--- Problem to work on ---
Repeat the following data word for word, omitting the picture itself from your answer.

--- Exercise material ---
━━━━━━━━━━━━━━━━━━━━

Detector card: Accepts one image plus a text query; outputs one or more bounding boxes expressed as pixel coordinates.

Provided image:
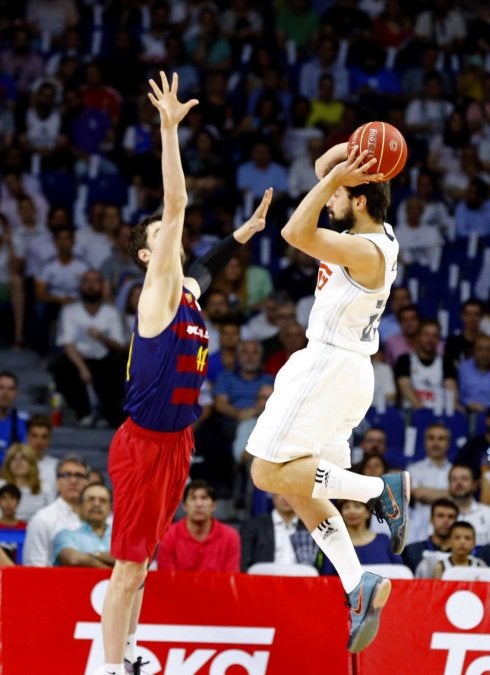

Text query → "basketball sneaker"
[124,656,150,675]
[366,471,410,553]
[346,572,391,654]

━━━━━━━━━━━━━━━━━━━━

--- Reply ---
Detector card: Accepts one image plus a text query; outputs one or more bounding boxes expressed as pixel coordinates.

Provided image:

Text query → "basketball sneaker"
[124,656,150,675]
[366,471,410,553]
[346,572,391,654]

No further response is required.